*** SOURCE DATA Section Begins ***

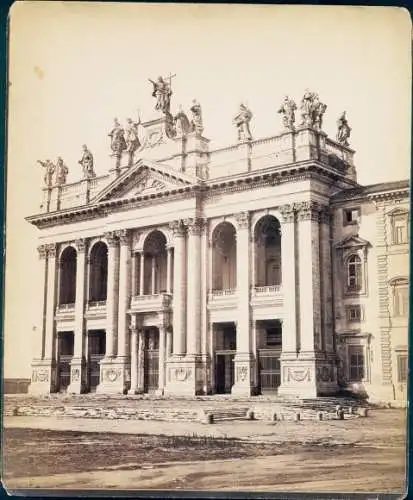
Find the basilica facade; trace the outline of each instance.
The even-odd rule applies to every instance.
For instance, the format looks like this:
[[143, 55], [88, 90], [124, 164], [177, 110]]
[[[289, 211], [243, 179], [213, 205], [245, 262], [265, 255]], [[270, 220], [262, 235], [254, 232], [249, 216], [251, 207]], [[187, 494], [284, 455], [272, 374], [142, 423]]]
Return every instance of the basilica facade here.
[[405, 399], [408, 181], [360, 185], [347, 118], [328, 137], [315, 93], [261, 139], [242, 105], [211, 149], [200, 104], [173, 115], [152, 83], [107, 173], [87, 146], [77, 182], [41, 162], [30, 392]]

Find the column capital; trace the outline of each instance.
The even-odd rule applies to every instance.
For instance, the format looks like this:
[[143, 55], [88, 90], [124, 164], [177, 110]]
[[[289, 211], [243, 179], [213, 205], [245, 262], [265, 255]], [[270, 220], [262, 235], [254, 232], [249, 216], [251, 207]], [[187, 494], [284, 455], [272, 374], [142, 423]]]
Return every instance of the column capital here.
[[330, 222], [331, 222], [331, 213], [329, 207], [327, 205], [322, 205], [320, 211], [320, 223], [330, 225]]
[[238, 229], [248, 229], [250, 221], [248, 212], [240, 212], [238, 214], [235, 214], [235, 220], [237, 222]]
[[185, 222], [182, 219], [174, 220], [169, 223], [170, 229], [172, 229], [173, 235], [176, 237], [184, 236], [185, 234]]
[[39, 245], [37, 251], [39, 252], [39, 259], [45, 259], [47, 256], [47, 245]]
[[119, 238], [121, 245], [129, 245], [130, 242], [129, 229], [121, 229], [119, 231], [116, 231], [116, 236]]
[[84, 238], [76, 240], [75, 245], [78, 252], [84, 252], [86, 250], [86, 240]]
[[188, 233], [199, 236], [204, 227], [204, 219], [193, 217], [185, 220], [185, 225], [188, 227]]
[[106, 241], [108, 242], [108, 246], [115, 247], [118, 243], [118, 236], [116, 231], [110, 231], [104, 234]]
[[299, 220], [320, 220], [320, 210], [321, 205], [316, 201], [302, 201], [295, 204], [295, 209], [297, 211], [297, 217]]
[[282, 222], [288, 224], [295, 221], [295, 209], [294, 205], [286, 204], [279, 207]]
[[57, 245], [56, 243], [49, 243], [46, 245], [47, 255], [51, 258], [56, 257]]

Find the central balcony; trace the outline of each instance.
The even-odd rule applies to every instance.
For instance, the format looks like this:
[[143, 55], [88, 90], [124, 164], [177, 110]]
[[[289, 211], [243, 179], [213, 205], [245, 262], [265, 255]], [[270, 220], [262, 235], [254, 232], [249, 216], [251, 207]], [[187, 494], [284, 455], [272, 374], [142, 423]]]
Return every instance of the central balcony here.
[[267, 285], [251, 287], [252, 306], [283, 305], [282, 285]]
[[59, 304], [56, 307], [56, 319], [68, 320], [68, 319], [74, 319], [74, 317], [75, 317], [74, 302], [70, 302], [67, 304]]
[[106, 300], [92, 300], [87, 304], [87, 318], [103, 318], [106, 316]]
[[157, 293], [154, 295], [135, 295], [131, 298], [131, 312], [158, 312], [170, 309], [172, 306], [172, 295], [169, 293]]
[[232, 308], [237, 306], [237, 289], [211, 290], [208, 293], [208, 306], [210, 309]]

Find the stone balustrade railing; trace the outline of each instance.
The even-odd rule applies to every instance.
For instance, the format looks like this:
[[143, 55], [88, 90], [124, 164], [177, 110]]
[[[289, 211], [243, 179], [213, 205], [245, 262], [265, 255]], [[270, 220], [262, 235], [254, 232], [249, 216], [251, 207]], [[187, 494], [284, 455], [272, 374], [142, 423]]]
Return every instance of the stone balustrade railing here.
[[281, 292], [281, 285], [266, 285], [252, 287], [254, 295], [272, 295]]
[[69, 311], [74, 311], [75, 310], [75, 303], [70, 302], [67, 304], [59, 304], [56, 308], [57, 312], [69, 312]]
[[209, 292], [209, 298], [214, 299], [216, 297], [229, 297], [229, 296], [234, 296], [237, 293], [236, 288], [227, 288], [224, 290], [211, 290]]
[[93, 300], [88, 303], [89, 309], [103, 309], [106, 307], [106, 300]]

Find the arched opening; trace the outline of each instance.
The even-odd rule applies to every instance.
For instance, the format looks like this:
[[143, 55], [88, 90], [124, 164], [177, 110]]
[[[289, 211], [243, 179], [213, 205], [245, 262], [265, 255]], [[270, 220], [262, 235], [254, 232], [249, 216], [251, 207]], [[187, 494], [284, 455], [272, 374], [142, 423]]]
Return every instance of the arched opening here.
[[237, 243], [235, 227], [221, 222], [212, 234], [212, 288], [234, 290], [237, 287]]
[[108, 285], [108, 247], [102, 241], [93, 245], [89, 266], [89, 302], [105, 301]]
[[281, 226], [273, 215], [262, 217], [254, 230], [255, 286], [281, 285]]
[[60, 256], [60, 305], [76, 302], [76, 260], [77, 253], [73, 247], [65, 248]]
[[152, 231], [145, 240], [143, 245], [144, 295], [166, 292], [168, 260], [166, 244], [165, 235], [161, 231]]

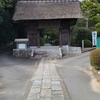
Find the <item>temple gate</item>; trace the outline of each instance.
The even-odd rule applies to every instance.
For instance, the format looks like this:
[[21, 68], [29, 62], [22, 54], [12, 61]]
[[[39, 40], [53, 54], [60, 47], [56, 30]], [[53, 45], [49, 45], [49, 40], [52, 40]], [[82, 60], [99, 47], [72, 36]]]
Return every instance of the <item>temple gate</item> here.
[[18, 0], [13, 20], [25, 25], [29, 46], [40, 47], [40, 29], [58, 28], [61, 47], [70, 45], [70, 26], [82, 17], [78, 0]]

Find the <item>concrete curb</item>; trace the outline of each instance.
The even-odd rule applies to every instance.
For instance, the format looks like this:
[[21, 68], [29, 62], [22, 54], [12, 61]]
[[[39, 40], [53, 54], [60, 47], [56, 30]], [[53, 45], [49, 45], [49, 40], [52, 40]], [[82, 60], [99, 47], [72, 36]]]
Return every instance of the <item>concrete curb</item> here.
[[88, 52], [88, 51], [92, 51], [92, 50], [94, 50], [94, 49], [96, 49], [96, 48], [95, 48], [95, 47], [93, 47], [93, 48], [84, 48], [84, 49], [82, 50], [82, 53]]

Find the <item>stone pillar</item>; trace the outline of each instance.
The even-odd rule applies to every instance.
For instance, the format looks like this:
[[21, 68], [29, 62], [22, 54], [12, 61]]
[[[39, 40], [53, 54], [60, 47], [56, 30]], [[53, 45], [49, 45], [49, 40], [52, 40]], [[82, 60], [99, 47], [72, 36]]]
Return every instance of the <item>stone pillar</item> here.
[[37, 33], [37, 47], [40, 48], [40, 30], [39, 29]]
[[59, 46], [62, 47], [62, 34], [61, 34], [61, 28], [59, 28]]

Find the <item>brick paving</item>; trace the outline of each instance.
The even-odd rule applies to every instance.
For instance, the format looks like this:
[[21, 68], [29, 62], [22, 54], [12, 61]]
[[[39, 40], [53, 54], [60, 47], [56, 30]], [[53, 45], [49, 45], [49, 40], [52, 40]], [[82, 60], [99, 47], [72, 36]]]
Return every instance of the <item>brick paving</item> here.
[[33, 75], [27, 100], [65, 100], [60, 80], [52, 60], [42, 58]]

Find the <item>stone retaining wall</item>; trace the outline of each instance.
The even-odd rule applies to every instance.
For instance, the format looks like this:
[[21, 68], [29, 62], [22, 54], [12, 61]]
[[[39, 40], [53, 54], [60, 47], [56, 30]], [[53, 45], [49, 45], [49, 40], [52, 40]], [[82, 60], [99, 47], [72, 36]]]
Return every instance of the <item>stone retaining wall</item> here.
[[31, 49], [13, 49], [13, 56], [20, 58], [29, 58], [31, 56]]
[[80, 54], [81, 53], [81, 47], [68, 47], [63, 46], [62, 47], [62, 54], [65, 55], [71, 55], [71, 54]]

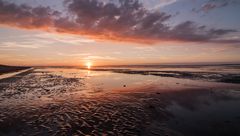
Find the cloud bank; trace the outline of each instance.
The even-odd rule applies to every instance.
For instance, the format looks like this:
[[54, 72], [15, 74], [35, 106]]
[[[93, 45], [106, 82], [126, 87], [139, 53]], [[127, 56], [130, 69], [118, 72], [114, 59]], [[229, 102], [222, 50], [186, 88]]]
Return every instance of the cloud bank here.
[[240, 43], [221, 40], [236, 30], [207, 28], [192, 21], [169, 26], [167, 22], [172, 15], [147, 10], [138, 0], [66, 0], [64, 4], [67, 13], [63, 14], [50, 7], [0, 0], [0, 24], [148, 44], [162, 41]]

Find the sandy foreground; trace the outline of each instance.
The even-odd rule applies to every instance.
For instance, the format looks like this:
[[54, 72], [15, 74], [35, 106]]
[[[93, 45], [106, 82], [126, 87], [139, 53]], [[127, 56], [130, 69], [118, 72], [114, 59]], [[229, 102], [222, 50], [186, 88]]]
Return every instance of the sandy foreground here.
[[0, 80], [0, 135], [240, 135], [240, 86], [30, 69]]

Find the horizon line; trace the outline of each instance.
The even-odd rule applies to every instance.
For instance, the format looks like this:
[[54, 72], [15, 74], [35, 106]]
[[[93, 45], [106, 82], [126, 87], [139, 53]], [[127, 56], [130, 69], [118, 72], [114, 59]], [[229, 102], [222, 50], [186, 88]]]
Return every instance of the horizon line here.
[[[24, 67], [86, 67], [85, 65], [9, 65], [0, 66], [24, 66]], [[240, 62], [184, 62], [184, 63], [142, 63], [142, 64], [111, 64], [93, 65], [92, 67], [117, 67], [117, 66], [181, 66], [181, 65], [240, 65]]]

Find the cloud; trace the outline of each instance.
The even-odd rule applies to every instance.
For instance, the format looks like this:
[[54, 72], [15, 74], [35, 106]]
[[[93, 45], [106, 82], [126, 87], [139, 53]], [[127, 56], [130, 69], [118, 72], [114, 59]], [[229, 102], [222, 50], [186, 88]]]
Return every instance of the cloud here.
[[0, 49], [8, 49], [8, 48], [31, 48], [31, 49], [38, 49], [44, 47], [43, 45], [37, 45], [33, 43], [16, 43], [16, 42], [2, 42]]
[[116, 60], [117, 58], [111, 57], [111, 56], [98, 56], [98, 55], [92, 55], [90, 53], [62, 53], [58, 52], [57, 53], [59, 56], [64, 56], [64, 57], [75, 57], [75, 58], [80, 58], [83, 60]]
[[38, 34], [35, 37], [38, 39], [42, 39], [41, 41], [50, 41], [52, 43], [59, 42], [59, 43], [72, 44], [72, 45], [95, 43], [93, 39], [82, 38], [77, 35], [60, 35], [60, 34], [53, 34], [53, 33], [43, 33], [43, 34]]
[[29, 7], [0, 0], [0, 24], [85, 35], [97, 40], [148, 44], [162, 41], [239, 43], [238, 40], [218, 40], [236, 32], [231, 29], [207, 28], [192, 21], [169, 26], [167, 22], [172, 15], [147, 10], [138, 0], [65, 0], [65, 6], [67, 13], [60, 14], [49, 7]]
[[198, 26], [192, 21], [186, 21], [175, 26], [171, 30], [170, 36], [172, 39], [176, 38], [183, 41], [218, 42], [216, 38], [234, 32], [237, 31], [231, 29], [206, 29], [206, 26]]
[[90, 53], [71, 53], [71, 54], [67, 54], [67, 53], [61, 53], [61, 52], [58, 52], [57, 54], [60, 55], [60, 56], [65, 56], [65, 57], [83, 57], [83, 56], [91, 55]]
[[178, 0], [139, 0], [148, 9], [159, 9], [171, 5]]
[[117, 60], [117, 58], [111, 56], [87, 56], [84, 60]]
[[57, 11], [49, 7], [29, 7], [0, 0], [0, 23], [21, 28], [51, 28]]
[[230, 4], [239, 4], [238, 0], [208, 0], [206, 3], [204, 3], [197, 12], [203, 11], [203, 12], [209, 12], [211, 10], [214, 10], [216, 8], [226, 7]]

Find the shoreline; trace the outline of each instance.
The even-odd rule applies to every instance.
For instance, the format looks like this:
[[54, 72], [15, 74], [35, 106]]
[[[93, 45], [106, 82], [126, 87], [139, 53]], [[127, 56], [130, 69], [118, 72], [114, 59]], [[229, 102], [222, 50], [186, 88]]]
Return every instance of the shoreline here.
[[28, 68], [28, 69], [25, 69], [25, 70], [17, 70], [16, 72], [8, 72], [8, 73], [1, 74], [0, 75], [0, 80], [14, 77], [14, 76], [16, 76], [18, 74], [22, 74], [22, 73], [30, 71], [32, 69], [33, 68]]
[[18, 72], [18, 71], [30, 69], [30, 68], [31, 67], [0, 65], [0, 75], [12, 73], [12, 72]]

*** SOURCE DATA Section Ends ***

* _TRY IT_
Give back exactly, and solely, the section of the data above bounded by the line containing "Return every instance of the <item>stone retaining" and the line containing "Find the sandy", both bounding lines included and pictures omitted.

* _TASK ANSWER_
Return every instance of the <item>stone retaining wall</item> here.
[[31, 49], [13, 49], [13, 56], [20, 58], [29, 58], [31, 56]]
[[80, 54], [81, 53], [81, 47], [68, 47], [63, 46], [62, 47], [62, 54], [65, 55], [71, 55], [71, 54]]

Find the cloud bank; trace the outline of each instance.
The even-odd rule applies to every instance.
For instance, the format looks like this:
[[54, 72], [15, 74], [35, 106]]
[[[93, 45], [106, 82], [126, 87], [139, 53]], [[127, 56], [130, 69], [118, 72], [114, 59]], [[229, 102], [222, 50], [186, 88]]]
Return every instance of the cloud bank here.
[[240, 43], [221, 40], [236, 30], [207, 28], [192, 21], [169, 26], [167, 22], [172, 15], [147, 10], [138, 0], [66, 0], [64, 4], [67, 13], [63, 14], [50, 7], [0, 0], [0, 24], [148, 44], [162, 41]]

Find the sandy foreground; trace the outline of each instance.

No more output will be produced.